(MATERIAL FOR THIS EXERCISE)
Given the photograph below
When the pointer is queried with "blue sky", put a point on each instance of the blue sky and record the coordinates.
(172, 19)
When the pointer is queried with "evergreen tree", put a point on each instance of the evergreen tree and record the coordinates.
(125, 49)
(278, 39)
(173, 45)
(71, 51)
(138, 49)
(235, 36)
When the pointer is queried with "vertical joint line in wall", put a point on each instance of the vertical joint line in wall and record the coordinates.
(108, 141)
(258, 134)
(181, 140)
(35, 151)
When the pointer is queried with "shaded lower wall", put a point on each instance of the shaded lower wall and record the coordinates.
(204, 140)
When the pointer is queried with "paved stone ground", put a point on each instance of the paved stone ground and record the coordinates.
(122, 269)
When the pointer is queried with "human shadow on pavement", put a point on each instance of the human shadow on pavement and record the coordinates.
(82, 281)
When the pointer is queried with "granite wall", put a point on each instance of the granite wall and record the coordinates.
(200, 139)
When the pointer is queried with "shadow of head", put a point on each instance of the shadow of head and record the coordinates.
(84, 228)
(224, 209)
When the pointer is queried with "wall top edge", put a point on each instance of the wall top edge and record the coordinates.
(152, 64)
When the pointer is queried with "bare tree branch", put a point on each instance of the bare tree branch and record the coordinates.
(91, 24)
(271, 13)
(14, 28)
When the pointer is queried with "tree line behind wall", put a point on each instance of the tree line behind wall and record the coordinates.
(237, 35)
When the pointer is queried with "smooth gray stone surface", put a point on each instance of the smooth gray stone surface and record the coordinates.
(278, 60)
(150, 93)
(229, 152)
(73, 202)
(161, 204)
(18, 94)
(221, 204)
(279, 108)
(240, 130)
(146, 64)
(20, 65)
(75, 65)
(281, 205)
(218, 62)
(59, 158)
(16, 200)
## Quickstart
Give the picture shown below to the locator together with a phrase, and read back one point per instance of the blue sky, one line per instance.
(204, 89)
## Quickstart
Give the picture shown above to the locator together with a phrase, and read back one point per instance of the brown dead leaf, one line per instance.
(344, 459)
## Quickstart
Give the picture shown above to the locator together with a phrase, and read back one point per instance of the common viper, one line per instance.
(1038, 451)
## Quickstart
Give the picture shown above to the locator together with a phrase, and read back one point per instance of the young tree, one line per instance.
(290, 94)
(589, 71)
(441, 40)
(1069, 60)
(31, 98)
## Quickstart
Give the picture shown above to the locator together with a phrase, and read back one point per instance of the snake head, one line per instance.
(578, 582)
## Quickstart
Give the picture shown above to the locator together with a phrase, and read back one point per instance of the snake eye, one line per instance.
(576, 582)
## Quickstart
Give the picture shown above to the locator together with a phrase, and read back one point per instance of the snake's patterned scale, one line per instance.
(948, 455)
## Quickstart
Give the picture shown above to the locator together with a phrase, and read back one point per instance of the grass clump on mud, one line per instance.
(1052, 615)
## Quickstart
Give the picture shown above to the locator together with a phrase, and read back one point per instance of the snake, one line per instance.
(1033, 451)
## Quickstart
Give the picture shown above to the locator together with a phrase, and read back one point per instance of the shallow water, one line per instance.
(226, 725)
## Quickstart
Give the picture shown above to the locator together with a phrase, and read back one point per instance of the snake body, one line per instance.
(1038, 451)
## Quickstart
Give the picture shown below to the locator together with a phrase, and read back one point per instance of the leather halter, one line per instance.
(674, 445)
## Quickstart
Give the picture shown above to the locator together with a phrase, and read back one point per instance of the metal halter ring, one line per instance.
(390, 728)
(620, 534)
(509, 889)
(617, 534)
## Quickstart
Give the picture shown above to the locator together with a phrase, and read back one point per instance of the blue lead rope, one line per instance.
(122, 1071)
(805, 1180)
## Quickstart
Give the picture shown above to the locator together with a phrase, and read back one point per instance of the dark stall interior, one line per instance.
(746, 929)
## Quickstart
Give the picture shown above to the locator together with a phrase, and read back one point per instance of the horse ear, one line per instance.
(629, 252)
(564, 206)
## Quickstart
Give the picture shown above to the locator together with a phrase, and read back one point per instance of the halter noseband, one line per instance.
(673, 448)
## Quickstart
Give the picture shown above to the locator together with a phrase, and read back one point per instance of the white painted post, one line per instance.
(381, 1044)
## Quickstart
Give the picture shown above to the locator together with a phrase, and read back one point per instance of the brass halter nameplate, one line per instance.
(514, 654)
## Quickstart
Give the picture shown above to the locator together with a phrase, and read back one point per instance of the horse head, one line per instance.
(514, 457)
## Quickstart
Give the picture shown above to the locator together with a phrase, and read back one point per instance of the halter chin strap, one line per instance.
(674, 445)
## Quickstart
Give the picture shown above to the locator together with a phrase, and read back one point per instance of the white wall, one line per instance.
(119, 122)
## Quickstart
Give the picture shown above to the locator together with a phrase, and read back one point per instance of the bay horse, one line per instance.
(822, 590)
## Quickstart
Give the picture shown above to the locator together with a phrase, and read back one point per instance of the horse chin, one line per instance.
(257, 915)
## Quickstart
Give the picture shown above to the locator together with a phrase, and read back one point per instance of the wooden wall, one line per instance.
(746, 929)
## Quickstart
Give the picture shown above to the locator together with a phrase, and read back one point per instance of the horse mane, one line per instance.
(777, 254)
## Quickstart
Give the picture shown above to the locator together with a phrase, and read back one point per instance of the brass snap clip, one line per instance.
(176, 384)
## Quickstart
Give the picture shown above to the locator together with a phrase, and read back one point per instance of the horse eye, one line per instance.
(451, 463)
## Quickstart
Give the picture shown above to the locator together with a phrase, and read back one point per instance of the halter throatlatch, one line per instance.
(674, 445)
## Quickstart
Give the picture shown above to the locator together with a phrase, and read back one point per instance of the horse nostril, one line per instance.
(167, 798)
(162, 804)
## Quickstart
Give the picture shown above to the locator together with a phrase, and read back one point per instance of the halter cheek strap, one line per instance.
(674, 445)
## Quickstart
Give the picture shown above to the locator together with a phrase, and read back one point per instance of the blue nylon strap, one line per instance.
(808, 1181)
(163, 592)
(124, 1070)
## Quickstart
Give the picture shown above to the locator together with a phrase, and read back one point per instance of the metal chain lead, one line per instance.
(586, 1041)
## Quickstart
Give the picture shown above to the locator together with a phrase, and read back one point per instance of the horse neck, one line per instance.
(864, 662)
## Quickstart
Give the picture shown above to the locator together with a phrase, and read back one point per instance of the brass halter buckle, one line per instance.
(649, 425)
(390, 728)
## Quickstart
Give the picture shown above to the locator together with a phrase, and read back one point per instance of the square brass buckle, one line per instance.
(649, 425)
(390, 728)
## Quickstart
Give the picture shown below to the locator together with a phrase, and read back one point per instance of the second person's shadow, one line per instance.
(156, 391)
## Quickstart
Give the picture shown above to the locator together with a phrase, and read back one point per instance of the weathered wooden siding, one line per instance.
(End MATERIAL FOR THIS EXERCISE)
* _WORK ITEM_:
Keeping every line exactly as it is, retype the entries shown above.

* _EXERCISE ANSWER_:
Given the photograph below
When the pointer is queried with "blue sky", put a point on each instance of the blue sky and record the coordinates.
(172, 19)
When the pointer is queried with "evergreen tree", put a point on each instance of the evergreen tree and record the coordinates.
(125, 49)
(278, 39)
(173, 45)
(71, 51)
(138, 49)
(235, 36)
When the pointer is queried with "vertical joint line in wall", put a point on each instance of the vertical joint line in wall and record the coordinates.
(108, 141)
(258, 134)
(181, 140)
(35, 151)
When the pointer is queried with "shaded lower wall", put a point on each instance of the shaded lower wall and record the coordinates.
(204, 140)
When the pointer is queried with "paved stone ground", put a point on each instance of the paved stone ground and record the coordinates.
(122, 269)
When the pointer is queried with "human shadow on pavement", put a point on each instance of the human shadow on pavement and record the coordinates.
(82, 281)
When the pointer is queried with "granite wall", put a point on each instance of the granite wall and record the coordinates.
(200, 139)
When the pointer is queried with "shadow of head", put a point on each instance of the shadow of head and record the coordinates.
(84, 228)
(224, 209)
When the pointer is queried with "wall top edge", put a point on each instance of the wall top edge and record the coordinates.
(152, 64)
When the pointer is queried with "bare tree branch", put a point on each instance of the bare tree branch and record the coordinates.
(91, 24)
(271, 13)
(14, 28)
When the pointer is queried with "tree line behind wall", put a point on each instance of the tree line behind wall and record the coordinates.
(237, 35)
When the pointer is queried with "smooth gray stone surface", put a point on each instance of the smooth gray stone surface and record the coordinates.
(278, 60)
(150, 93)
(229, 152)
(73, 202)
(161, 204)
(18, 94)
(221, 204)
(279, 108)
(240, 130)
(146, 64)
(20, 65)
(75, 65)
(281, 205)
(218, 62)
(59, 158)
(16, 200)
## Quickstart
Give the picture shown below to the locator together with a phrase, and read back one point per instance of the blue sky, one line per instance.
(204, 89)
## Quickstart
Give the picture shown above to the locator together with a phrase, and read back one point per instance of the brown dead leaf, one line per instance.
(344, 459)
## Quickstart
Give the picture shown above to the locator together with a phrase, and read back one point per instance of the common viper, one line per instance.
(1038, 451)
## Quickstart
Give the picture shown above to the locator together with a phrase, and read back one point per instance of the young tree, one line per instance.
(290, 94)
(589, 71)
(441, 40)
(1069, 60)
(31, 98)
## Quickstart
Give the picture shown above to the locator together with a phrase, and read back one point per instance of the snake head, one line per instance.
(578, 582)
## Quickstart
Give the picture shown above to the locator together with a phrase, and read back one point per instance of the snake eye, one line per instance.
(576, 582)
## Quickstart
Give the picture shown above to the locator together with a phrase, and read back one point per instance of the snake's patterned scale, one line per instance.
(948, 455)
## Quickstart
Give the picture shown above to the locator together with a phrase, and read back one point per instance of the grass clump on mud, one line per instance.
(1052, 615)
## Quickstart
Give the picture shown above to the locator together with a phrase, and read back one point per instance of the snake, one line per instance.
(1033, 451)
## Quickstart
Give the picture shown above to the locator together with a phrase, and read back one point per instance of the shallow water, one line per instance.
(226, 725)
## Quickstart
Give the picture shown above to the locator together with a phrase, and read back one point per instance of the snake body, one line per instance.
(1038, 451)
## Quickstart
Give the picture shown below to the locator together with a phrase, and read back one point per instance of the leather halter, one line per instance.
(674, 445)
## Quickstart
Give the picture shown above to the locator together with a phrase, and read back one point per instance of the metal halter ring, one line per instance.
(390, 728)
(620, 534)
(509, 889)
(617, 534)
## Quickstart
Give the picture shown above to the locator together with a phrase, and read back one point per instance of the blue lead rope, one line per instance.
(122, 1071)
(805, 1180)
## Quickstart
Give the picture shown above to the locator together with a phrase, and read back one point per instance of the dark stall interior, one line per instance.
(746, 929)
## Quickstart
Give the picture shown above to the locator together with a phrase, and read back one point per instance of the horse ear, one line per instance.
(629, 252)
(564, 206)
## Quickstart
Give the picture shown above to the locator together with a phrase, and read back one point per instance of the halter noseband, one line per instance.
(673, 448)
## Quickstart
Give the picture shown above to the locator together with a phrase, and read back one point per instance of the white painted post, one line per instance.
(381, 1044)
## Quickstart
Give the picture shown above to the locator together with a phrase, and read back one point per instance of the brass halter nameplate, one line per instance.
(514, 654)
## Quickstart
Give the picture shown above to the locator together with a phrase, and read back one point per instance of the horse head, one line per instance.
(514, 457)
## Quickstart
Give the picture shown above to the locator together with a phrase, and read back one point per instance of the halter chin strap, one line per instance.
(674, 445)
## Quickstart
Give the picture shown above to the locator together with a phrase, and read back one point per instance of the white wall, one line per instance.
(119, 122)
## Quickstart
Give the picture shown above to the locator together with a phrase, and read back one point per instance of the bay horse, one line per instance.
(822, 590)
## Quickstart
Give the picture shown above to the locator together with a phrase, and read back one point per instance of the horse chin, one line per instance.
(257, 915)
## Quickstart
Give the picture shown above to the locator together with a phrase, and read back one point per instance of the wooden wall, one line per instance.
(746, 929)
## Quickstart
Give the picture shown above to the locator together with a phrase, and read back one point per instance of the horse mane, one line per instance.
(777, 254)
## Quickstart
Give the picture shown above to the locator together with a phrase, and read back one point per instance of the brass snap clip, one line per instance.
(176, 384)
## Quickstart
Give the picture shown above to the locator together with a phrase, and read back one point per instance of the horse eye, one line per instance.
(451, 463)
## Quickstart
Give the picture shown above to the locator together with a phrase, and read back one point per instance of the halter throatlatch, one line per instance.
(674, 445)
## Quickstart
Give the picture shown above to the locator together with a phrase, and read back one point per instance of the horse nostril, one line per instance.
(167, 798)
(162, 804)
## Quickstart
Give the picture shown above to the locator together with a phrase, and read back one point per instance of the halter cheek strap, one line per instance.
(674, 445)
## Quickstart
Give the picture shown above to the locator together with a phrase, and read back one point per instance of the blue nylon strap, one line per instance.
(808, 1181)
(163, 592)
(124, 1070)
## Quickstart
Give the picture shown above to the locator together with a phrase, and read back one point per instance of the metal chain lead, one line per instance.
(586, 1041)
## Quickstart
Give the picture shown above to the locator together with a phrase, and read back one point per instance of the horse neck, one line per instance.
(864, 662)
## Quickstart
Give the picture shown above to the locator together with a phrase, and read back one point per instance of the brass halter buckle, one line per instance.
(649, 425)
(390, 728)
## Quickstart
Give the picture shown above to the locator together with a phrase, and read back one point per instance of the square brass buckle, one line per instance.
(649, 425)
(390, 728)
## Quickstart
Give the picture shown below to the locator together with a phrase, and read back one point per instance of the second person's shadow, one line per instance.
(156, 391)
## Quickstart
Give the picture shown above to the locator together with a phrase, and read back one point per instance of the weathered wooden siding, one line per instance.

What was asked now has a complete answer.